(Saved entries)
::::::
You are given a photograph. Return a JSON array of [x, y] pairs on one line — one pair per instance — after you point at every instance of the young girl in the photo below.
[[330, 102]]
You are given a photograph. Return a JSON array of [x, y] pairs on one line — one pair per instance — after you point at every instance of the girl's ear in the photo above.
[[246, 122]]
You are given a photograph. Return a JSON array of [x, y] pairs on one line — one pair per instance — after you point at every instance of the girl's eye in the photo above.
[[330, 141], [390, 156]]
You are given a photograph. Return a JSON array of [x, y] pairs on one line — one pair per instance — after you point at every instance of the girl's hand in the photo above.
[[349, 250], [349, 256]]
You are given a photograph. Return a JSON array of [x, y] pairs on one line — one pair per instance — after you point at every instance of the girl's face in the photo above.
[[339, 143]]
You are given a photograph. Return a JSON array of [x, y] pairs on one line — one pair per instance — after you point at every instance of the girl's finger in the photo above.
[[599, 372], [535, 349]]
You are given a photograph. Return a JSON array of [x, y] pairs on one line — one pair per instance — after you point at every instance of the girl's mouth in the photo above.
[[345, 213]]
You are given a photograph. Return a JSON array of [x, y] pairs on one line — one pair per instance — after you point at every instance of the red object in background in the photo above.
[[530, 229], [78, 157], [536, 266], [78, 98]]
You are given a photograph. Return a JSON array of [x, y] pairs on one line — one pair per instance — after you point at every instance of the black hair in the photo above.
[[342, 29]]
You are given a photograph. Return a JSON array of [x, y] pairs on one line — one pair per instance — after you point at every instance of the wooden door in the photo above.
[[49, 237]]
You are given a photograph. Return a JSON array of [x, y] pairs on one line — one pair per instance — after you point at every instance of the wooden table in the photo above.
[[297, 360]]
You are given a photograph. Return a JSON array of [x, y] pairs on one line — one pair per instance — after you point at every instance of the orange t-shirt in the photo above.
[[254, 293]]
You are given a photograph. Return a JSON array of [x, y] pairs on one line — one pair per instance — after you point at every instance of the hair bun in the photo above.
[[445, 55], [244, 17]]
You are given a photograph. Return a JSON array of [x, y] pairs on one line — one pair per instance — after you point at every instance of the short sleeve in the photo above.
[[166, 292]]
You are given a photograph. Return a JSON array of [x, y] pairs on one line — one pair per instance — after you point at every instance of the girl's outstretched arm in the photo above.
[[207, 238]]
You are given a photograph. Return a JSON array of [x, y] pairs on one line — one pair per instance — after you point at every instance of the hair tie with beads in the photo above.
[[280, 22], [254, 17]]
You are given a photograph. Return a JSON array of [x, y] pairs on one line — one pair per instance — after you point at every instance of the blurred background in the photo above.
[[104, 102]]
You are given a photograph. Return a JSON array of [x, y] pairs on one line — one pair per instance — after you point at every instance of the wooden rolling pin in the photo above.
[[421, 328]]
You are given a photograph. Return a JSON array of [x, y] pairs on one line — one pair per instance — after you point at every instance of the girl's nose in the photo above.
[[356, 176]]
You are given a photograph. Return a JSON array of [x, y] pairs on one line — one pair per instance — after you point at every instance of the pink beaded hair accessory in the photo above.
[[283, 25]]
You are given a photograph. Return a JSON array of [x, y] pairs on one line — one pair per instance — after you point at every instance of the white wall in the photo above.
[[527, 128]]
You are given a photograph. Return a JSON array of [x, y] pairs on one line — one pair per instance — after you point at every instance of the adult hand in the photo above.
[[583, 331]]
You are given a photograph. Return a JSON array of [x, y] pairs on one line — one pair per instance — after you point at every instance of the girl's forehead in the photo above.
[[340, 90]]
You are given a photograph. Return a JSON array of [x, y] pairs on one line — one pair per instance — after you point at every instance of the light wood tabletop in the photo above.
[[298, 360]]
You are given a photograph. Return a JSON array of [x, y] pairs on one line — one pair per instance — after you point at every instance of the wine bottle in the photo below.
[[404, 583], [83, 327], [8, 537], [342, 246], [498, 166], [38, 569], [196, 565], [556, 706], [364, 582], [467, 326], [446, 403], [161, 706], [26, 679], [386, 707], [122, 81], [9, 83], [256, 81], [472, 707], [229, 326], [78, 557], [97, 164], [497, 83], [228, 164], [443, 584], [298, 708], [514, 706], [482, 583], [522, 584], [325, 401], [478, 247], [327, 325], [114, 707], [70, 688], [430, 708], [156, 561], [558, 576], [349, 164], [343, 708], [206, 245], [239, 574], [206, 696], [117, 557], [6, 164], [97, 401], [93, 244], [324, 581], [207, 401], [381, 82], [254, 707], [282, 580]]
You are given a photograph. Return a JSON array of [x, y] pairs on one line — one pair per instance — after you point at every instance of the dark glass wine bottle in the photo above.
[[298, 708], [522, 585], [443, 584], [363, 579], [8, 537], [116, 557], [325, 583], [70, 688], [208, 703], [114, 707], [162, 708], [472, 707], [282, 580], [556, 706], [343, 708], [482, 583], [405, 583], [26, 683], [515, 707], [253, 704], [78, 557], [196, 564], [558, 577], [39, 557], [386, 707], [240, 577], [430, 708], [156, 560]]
::::::
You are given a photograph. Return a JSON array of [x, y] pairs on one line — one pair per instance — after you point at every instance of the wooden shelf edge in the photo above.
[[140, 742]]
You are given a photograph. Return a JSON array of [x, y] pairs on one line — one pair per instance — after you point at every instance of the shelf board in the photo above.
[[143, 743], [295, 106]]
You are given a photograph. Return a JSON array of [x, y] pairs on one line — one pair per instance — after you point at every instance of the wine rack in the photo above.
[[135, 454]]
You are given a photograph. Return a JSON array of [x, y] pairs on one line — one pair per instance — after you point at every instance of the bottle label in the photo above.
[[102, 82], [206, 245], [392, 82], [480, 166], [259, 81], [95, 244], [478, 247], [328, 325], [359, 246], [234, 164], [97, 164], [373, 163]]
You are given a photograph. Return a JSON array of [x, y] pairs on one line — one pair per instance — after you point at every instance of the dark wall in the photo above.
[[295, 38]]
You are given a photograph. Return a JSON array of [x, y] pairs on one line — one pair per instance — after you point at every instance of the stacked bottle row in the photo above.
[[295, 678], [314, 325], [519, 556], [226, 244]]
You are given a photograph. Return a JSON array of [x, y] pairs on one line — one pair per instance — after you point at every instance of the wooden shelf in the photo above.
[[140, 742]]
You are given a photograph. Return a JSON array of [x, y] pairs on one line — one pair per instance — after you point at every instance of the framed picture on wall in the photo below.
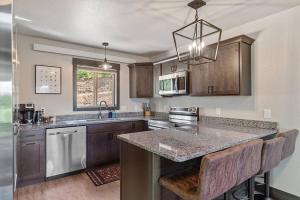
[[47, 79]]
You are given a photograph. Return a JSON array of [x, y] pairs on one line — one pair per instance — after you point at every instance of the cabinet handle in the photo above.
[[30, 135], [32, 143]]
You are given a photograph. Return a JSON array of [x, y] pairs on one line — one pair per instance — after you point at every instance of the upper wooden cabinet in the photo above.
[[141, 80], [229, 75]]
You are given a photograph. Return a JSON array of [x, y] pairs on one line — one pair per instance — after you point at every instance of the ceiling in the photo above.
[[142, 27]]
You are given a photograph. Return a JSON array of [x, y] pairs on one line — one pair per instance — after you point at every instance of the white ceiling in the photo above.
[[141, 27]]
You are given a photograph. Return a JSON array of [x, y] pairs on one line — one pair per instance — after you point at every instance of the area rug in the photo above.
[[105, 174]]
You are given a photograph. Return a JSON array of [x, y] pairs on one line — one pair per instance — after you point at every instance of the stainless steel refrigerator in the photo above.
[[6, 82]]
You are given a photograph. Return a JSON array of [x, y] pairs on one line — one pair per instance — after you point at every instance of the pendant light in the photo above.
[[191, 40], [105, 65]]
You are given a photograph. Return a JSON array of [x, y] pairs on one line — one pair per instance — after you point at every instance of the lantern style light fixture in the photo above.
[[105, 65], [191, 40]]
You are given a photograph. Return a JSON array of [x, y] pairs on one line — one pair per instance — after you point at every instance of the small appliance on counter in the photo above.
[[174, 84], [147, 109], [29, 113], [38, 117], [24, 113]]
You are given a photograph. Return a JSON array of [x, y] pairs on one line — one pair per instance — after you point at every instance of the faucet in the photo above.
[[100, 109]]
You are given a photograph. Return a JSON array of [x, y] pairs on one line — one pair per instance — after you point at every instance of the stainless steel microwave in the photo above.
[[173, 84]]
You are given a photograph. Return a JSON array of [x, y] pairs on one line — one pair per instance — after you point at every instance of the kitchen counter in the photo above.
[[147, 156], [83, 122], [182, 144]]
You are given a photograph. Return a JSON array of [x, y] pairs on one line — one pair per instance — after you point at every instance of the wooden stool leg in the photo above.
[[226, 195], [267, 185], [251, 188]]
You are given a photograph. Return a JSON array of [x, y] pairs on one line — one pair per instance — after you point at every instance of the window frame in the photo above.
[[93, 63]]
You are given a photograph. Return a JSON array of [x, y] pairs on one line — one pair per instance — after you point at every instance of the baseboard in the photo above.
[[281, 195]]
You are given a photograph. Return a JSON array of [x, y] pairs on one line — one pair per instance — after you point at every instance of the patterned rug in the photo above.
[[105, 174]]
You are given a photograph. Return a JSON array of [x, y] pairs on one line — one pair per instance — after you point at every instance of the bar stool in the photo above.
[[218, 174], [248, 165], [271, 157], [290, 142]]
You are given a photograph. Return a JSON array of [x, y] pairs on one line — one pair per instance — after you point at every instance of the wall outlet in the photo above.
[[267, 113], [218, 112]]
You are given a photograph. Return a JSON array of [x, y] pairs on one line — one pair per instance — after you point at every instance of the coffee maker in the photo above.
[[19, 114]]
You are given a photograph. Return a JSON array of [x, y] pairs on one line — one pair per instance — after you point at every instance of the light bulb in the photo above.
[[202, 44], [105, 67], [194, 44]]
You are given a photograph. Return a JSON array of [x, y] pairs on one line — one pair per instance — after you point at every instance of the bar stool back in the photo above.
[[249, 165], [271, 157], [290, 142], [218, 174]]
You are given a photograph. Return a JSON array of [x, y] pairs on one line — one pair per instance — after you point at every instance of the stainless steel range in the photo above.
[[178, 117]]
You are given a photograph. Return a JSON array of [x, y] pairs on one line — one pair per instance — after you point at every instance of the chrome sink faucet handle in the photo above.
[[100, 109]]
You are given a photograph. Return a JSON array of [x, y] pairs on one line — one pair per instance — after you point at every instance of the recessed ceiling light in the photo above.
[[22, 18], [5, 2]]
::::::
DIRECTIONS —
Render the entries from the line with "blurred background in the photo above." to the line with "[[104, 102]]" as a two-column CSV with the headers instruction and response. Give one row per entry, put each field in double quotes, and replace any line breaks with spaces.

WRITTEN RESPONSE —
instruction,response
"You are given a photograph. Return a JSON array of [x, y] pairs on one line — one pair per instance — after you point at every instance of the blurred background in the photo above.","[[104, 102]]"